[[ DATA SHOWN open ]]
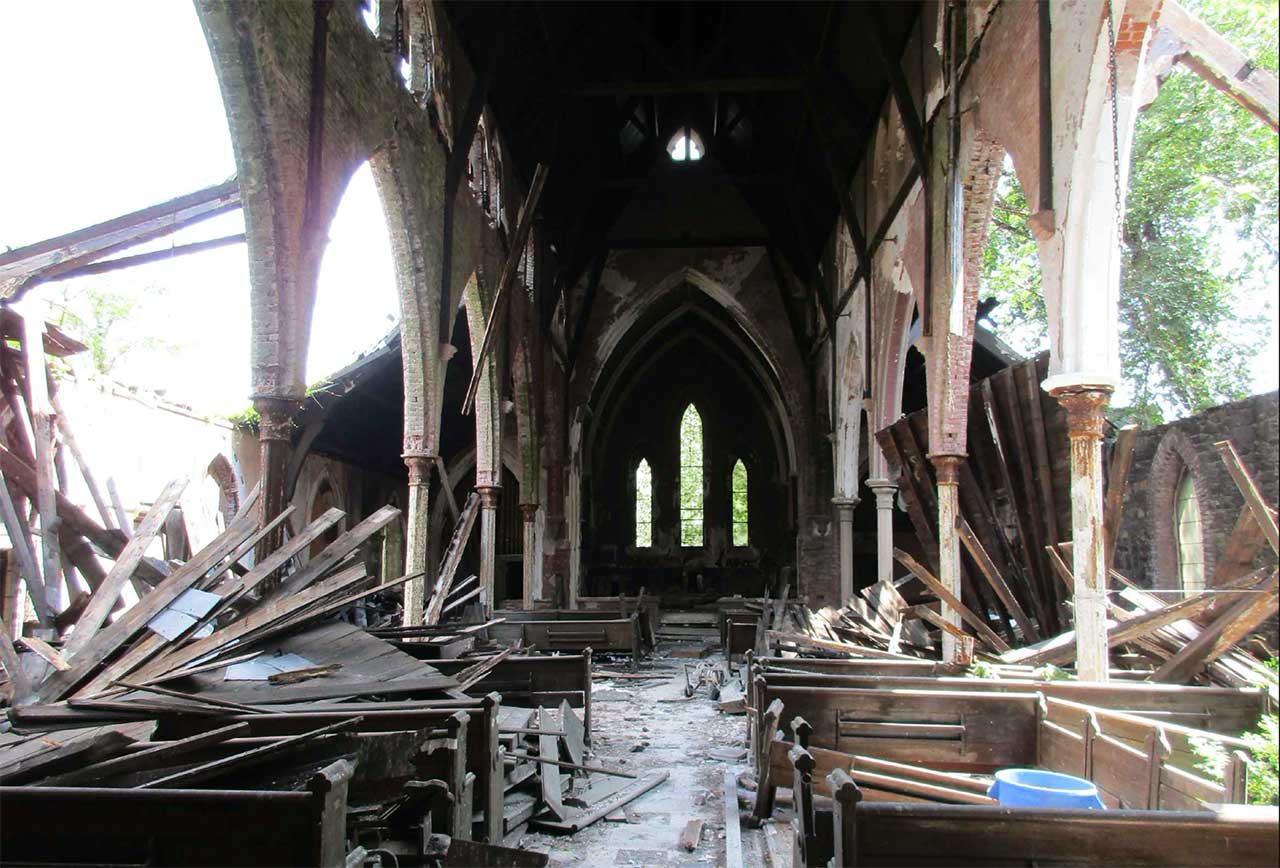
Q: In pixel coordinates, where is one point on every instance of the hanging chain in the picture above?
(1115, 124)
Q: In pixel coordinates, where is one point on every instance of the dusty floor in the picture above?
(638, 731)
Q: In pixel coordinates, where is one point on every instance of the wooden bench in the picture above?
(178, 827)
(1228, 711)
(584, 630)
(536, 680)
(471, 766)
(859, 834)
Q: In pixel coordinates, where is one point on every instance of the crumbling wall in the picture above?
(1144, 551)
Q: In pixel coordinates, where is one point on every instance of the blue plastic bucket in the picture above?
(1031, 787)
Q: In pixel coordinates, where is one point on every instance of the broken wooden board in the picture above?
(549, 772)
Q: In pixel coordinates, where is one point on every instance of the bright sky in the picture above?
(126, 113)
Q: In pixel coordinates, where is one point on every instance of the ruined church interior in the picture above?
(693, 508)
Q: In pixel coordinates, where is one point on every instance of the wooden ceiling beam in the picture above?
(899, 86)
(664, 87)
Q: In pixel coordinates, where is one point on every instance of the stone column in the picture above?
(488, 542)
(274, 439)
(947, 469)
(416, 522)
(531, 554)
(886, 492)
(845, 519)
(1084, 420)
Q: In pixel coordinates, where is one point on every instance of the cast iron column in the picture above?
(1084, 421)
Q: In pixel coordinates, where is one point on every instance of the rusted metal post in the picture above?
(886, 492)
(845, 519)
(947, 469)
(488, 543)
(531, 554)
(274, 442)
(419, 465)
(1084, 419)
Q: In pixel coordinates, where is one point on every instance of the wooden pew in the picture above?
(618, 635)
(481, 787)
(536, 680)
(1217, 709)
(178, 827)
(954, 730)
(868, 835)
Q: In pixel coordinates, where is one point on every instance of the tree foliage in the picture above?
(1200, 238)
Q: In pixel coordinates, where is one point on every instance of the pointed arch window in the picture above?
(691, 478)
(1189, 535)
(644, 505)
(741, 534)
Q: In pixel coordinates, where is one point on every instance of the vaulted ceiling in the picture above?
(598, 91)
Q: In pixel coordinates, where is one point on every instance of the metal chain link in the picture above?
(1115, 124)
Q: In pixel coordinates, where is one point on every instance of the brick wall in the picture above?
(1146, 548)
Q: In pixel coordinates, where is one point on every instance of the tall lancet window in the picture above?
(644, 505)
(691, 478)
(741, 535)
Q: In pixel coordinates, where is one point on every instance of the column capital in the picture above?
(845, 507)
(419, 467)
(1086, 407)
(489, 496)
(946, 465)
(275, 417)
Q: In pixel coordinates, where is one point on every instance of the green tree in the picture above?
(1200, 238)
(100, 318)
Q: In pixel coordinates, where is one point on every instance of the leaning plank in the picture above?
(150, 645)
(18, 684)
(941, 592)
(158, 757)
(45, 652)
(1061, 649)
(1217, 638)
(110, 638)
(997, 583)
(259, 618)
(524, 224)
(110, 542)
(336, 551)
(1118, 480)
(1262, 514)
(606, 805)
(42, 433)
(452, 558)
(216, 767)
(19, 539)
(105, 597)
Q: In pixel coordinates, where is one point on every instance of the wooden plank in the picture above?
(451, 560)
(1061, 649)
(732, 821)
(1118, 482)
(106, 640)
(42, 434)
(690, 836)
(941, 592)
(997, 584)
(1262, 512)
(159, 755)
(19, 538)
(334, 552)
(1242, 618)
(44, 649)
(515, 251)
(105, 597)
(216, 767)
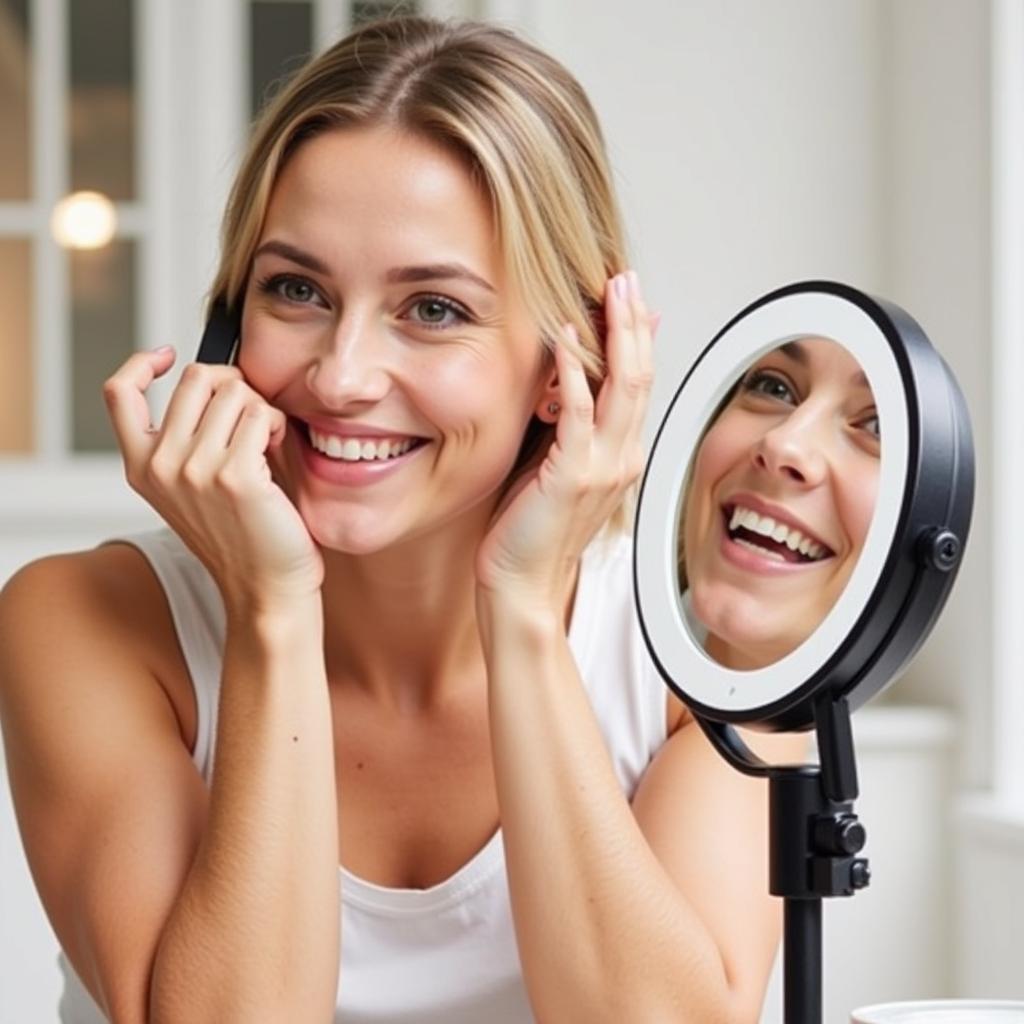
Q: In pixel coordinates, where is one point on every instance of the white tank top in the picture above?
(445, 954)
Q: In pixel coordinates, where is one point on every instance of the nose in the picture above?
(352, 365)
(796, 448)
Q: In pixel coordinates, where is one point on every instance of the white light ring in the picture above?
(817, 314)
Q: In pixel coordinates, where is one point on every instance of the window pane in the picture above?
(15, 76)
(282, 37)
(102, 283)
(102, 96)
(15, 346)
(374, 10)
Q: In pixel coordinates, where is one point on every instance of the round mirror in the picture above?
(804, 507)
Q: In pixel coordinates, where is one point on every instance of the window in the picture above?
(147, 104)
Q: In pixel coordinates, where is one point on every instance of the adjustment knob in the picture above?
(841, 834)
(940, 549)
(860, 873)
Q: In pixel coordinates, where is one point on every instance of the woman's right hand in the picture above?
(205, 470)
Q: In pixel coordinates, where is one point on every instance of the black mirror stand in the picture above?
[[ DATA SHOWN closed ]]
> TASK DETAILS
Only the pictures are left behind; write out everything else in the records exactly.

> RESULT OF THE EXERCISE
Q: In pixel coordinates, where is one point on every instance of the hanging chain in the picture above?
(1115, 124)
Q: In pixel coordinates, where is one point on every instance of the dusty floor in the picture above?
(638, 731)
Q: In pixel coordinates, where is one point on every instance of the wooden bench in the picture above?
(178, 827)
(1228, 711)
(584, 630)
(536, 680)
(471, 766)
(859, 834)
Q: In pixel coordinates, where is one point on every instance of the crumbling wall in the picture above?
(1144, 551)
Q: In pixel coordinates, where is one point on every instance of the blue plastic bucket in the picture above?
(1031, 787)
Q: In pixel coordinates, where is one point on every instance of the broken wooden board in the picture above?
(549, 772)
Q: In pixel coordinates, where is one point on every instance of the bright sky in the picture above?
(126, 113)
Q: In pixel coordinates, where is one point on every instance of the ruined church interior in the picture above?
(693, 508)
Q: In pixel coordinates, where is one point on every instance of the wooden ceiling beam in the picture above?
(899, 86)
(664, 87)
Q: In pixel coordinates, where is one point on every instance of the stone column in the picture above?
(488, 542)
(274, 439)
(947, 469)
(416, 522)
(531, 554)
(886, 492)
(845, 519)
(1084, 420)
Q: In pixel coordinates, where is one point on every instance of the cast iron column in the picture above?
(1084, 421)
Q: In pixel coordinates, where is one point on every instance of the rusted metal post in the picture above?
(886, 492)
(845, 519)
(947, 469)
(488, 543)
(531, 554)
(274, 442)
(419, 465)
(1084, 419)
Q: In pixel coordinates, where is one point on every instance of the wooden pew in the picture above?
(618, 635)
(481, 787)
(536, 680)
(1217, 709)
(178, 827)
(954, 730)
(868, 835)
Q: In pixel coordinates, where is one point on every instance of the tree foliage in the picture above?
(1200, 238)
Q: In pixel coordinates, where is one point on every instance of the pointed arch window in the picture above?
(691, 478)
(1189, 535)
(644, 505)
(741, 534)
Q: In pixel coordinates, where is one point on every instance of the vaulted ceiling in the picture above?
(598, 91)
Q: In pixel coordinates, where is one point on every instance of the metal chain link in the picture above?
(1115, 124)
Q: In pixel coordinates, where is one point on every instance of the brick wall in the picture above?
(1146, 548)
Q: In pixel coordinates, where is one point on every instance of the tall lancet window in the picture above?
(644, 505)
(691, 478)
(741, 535)
Q: In pixel coordinates, where is one point on every instance of the column capital in the picture above?
(845, 507)
(419, 467)
(1086, 407)
(489, 496)
(946, 465)
(275, 417)
Q: In pixel coordinates, where is one point on every instance of the green tree in the picture above?
(1200, 238)
(100, 318)
Q: In pixel coordinates, where is one point on every instance of the leaning plank in the picture above?
(150, 645)
(18, 684)
(941, 592)
(158, 757)
(45, 652)
(1061, 649)
(1217, 638)
(110, 638)
(997, 583)
(259, 618)
(524, 224)
(110, 542)
(336, 551)
(1118, 480)
(1262, 514)
(606, 805)
(42, 433)
(452, 558)
(216, 767)
(19, 539)
(105, 597)
Q: In pixel coordinates, where is one point on every instance of the wooden plank in the picture above?
(451, 560)
(1061, 649)
(732, 821)
(1118, 482)
(106, 640)
(42, 434)
(690, 836)
(941, 592)
(997, 584)
(1262, 512)
(159, 755)
(19, 538)
(334, 552)
(1242, 618)
(44, 649)
(515, 251)
(105, 597)
(216, 767)
Q: In pixel coordinates, where is one point on every instance of the white tank top in the picture above?
(445, 954)
Q: In pixel coordinates, where is one point on every instance of the nose in the picture above?
(352, 365)
(796, 448)
Q: In pixel coordinates, where is one point on every instance of the white light ring in the picture above?
(817, 314)
Q: In pixel coordinates, where is one point on every instance of the window pane in the picture above?
(15, 76)
(282, 37)
(102, 283)
(102, 96)
(15, 346)
(374, 10)
Q: In pixel coordinates, where is one point on every instance of the round mirror in the picture above?
(804, 507)
Q: In pixel coordinates, where is one point on every instance of the window in the picture above?
(147, 104)
Q: In pixel coordinates, where is one point on every instance of the adjustment knob in the picture above?
(841, 834)
(940, 549)
(860, 873)
Q: In pixel coordinates, where is one point on every instance of the woman's right hand in the picture above?
(205, 470)
Q: In pixel coordinates, where is one point on every instance of the black mirror stand in the picture above?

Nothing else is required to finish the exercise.